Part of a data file
* * * * * * * * *
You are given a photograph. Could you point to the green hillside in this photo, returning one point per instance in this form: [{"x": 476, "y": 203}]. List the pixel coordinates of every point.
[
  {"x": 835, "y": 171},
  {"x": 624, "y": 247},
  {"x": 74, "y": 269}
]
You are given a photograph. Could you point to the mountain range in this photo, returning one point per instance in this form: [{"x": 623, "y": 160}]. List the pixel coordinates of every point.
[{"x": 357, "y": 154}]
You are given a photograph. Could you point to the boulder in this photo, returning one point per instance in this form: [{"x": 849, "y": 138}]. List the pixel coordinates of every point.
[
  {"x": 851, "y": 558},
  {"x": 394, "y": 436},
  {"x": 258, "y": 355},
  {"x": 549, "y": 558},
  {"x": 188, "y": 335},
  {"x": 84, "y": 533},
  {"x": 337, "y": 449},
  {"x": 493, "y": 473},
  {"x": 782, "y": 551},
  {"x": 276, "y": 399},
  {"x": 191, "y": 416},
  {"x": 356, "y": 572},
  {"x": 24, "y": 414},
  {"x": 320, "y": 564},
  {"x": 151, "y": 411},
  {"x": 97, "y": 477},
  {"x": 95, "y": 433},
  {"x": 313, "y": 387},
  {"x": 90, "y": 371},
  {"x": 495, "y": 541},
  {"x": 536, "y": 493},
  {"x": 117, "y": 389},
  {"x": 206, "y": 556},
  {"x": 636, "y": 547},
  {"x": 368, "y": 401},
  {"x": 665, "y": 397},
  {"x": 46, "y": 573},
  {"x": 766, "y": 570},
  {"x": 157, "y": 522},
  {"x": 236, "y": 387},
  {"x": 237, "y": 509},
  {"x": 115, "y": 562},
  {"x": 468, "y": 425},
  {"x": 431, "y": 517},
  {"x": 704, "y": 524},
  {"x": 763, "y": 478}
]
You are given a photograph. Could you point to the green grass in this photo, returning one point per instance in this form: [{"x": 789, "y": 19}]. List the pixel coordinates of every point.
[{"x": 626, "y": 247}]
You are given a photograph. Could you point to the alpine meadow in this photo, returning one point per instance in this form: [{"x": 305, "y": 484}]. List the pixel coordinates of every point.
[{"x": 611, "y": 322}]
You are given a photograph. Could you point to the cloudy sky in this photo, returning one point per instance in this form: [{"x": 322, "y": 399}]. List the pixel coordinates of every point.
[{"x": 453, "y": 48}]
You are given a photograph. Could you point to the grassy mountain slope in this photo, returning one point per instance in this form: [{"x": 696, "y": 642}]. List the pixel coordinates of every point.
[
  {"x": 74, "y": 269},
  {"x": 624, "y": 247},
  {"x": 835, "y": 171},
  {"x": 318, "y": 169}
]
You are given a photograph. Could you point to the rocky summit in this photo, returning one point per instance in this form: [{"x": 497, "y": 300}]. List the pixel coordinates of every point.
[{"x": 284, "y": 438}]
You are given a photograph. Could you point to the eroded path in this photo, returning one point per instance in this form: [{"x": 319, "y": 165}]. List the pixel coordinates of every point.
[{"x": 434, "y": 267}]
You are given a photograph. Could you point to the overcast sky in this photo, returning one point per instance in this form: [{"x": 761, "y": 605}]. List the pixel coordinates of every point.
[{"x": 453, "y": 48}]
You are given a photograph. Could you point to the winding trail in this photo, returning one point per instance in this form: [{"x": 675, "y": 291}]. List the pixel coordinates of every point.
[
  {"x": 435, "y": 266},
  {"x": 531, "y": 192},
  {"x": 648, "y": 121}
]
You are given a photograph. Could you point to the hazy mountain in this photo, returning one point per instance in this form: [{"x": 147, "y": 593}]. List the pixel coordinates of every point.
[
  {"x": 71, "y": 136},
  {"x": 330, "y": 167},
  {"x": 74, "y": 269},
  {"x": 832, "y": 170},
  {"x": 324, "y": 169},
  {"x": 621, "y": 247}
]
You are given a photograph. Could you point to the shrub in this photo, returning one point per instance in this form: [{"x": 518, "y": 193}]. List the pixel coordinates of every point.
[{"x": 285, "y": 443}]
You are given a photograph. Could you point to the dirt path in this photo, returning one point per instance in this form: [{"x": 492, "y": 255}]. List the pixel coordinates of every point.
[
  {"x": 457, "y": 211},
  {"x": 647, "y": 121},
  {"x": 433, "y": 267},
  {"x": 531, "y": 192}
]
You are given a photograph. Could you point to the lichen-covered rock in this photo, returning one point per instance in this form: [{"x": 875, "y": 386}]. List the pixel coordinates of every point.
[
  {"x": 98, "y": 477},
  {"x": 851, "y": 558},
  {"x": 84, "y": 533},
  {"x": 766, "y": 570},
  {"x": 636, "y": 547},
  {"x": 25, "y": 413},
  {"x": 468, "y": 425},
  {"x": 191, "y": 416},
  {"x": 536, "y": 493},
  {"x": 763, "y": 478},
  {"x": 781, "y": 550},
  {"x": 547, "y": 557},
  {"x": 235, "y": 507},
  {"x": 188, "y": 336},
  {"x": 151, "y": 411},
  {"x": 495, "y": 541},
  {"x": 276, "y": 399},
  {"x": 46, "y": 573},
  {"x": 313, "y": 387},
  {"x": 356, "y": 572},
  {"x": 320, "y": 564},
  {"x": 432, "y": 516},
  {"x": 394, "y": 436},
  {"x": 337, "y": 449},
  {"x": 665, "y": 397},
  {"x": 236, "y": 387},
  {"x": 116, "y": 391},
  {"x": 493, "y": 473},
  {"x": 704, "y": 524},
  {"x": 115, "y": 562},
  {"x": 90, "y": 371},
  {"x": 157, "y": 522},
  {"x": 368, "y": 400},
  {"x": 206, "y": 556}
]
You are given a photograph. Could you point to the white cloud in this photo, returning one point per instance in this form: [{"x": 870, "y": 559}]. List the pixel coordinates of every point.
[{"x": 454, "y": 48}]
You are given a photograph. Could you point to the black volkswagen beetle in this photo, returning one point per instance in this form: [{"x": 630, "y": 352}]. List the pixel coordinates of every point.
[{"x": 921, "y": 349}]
* * * * * * * * *
Copy all the records above exactly, missing none.

Exercise solution —
You are given a photograph. Could you point to the green hillside in this photo, returning one point per instance in this form: [{"x": 476, "y": 203}]. List the pixel coordinates of every point.
[
  {"x": 835, "y": 171},
  {"x": 624, "y": 247},
  {"x": 74, "y": 269}
]
You are given a photograph. Could you point to the mountain range in this photo, returning one point per instance in this form: [{"x": 623, "y": 160}]. List the pixel coordinates of every point.
[{"x": 357, "y": 154}]
You are given a photograph. Could you point to the boulder in this photo, returning one point per instance in this form: [{"x": 849, "y": 138}]. List the pixel coordinates of every point.
[
  {"x": 851, "y": 558},
  {"x": 394, "y": 436},
  {"x": 258, "y": 355},
  {"x": 549, "y": 558},
  {"x": 188, "y": 335},
  {"x": 84, "y": 533},
  {"x": 337, "y": 449},
  {"x": 493, "y": 473},
  {"x": 782, "y": 551},
  {"x": 276, "y": 399},
  {"x": 191, "y": 416},
  {"x": 356, "y": 572},
  {"x": 24, "y": 414},
  {"x": 320, "y": 564},
  {"x": 151, "y": 411},
  {"x": 97, "y": 477},
  {"x": 95, "y": 433},
  {"x": 313, "y": 387},
  {"x": 90, "y": 371},
  {"x": 495, "y": 541},
  {"x": 536, "y": 493},
  {"x": 117, "y": 389},
  {"x": 206, "y": 556},
  {"x": 636, "y": 547},
  {"x": 368, "y": 401},
  {"x": 665, "y": 397},
  {"x": 46, "y": 573},
  {"x": 766, "y": 570},
  {"x": 157, "y": 522},
  {"x": 236, "y": 387},
  {"x": 237, "y": 509},
  {"x": 115, "y": 562},
  {"x": 468, "y": 425},
  {"x": 431, "y": 517},
  {"x": 704, "y": 524},
  {"x": 763, "y": 478}
]
You are given a photograph. Could you point to the green grass in this photo, returning one point per instance in this form: [{"x": 789, "y": 19}]. List the pixel coordinates of every point.
[{"x": 626, "y": 247}]
You are given a photograph. Could you point to the alpine meadow in this photo, returning one point per instance in this form: [{"x": 305, "y": 484}]. List the pixel coordinates of every point.
[{"x": 611, "y": 322}]
You are given a photograph. Could you point to the cloudy sky in this photo, returning one point per instance in this form: [{"x": 322, "y": 399}]. List the pixel coordinates of every point.
[{"x": 453, "y": 48}]
You are given a photograph. Could you point to the grassy mountain slope in this photo, returning one point per instance in this form: [{"x": 696, "y": 642}]. List the pixel coordinates of every point.
[
  {"x": 74, "y": 269},
  {"x": 624, "y": 247},
  {"x": 835, "y": 171},
  {"x": 318, "y": 169}
]
You are given a photograph. Could you point to the rocky summit in this photo, returning one point per instance in this form: [{"x": 497, "y": 300}]. List the pixel coordinates of every point.
[{"x": 284, "y": 438}]
You are given a photograph. Could you point to the eroded path in this photo, returning one point per instance in this form: [{"x": 319, "y": 165}]. List the pixel coordinates of every point.
[{"x": 434, "y": 267}]
You are given a photograph. Could you point to the overcast sky in this photo, returning one point per instance in this form: [{"x": 761, "y": 605}]. List the pixel coordinates of every point.
[{"x": 453, "y": 48}]
You are given a photograph. Could you point to the winding trail in this photo, returning one point per instance in this form: [{"x": 675, "y": 291}]. List the pixel coordinates of every point.
[
  {"x": 435, "y": 266},
  {"x": 531, "y": 192},
  {"x": 648, "y": 121}
]
You are given a photograph. Could you point to the hazy mountain in this photo, returning one point per instance in this form: [{"x": 147, "y": 593}]. List the pixel coordinates of every point.
[
  {"x": 71, "y": 136},
  {"x": 330, "y": 167},
  {"x": 74, "y": 269},
  {"x": 832, "y": 170},
  {"x": 324, "y": 169},
  {"x": 621, "y": 247}
]
You are given a photograph. Could you point to the shrub in this photo, returning one point per instance in this form: [{"x": 518, "y": 193}]. List the pixel coordinates of every point.
[{"x": 285, "y": 443}]
You are given a photograph. Could you point to the dirt path in this photo, returning one point per instance in this form: [{"x": 492, "y": 255}]. List the pixel coordinates of every point.
[
  {"x": 457, "y": 211},
  {"x": 647, "y": 121},
  {"x": 433, "y": 267},
  {"x": 531, "y": 192}
]
You are given a photograph. Could you point to the lichen-covered rock in this photo, returning one point per instance in this form: [{"x": 875, "y": 386}]. List the pixel coordinates of every point.
[
  {"x": 98, "y": 477},
  {"x": 851, "y": 558},
  {"x": 84, "y": 533},
  {"x": 766, "y": 570},
  {"x": 636, "y": 547},
  {"x": 25, "y": 413},
  {"x": 468, "y": 425},
  {"x": 191, "y": 416},
  {"x": 536, "y": 493},
  {"x": 763, "y": 478},
  {"x": 781, "y": 550},
  {"x": 547, "y": 557},
  {"x": 235, "y": 507},
  {"x": 188, "y": 336},
  {"x": 151, "y": 411},
  {"x": 495, "y": 541},
  {"x": 276, "y": 399},
  {"x": 46, "y": 573},
  {"x": 313, "y": 387},
  {"x": 356, "y": 572},
  {"x": 320, "y": 564},
  {"x": 432, "y": 516},
  {"x": 394, "y": 436},
  {"x": 337, "y": 449},
  {"x": 665, "y": 397},
  {"x": 236, "y": 387},
  {"x": 116, "y": 391},
  {"x": 493, "y": 473},
  {"x": 704, "y": 524},
  {"x": 115, "y": 562},
  {"x": 90, "y": 371},
  {"x": 157, "y": 522},
  {"x": 368, "y": 400},
  {"x": 206, "y": 556}
]
You are given a photograph. Could you point to the white cloud in this photo, returning one point per instance in this form: [{"x": 870, "y": 559}]. List the pixel coordinates of every point.
[{"x": 454, "y": 48}]
You are given a photograph. Could you point to the black volkswagen beetle in this photo, returning one point per instance in this form: [{"x": 630, "y": 352}]. List the pixel coordinates of every point.
[{"x": 921, "y": 349}]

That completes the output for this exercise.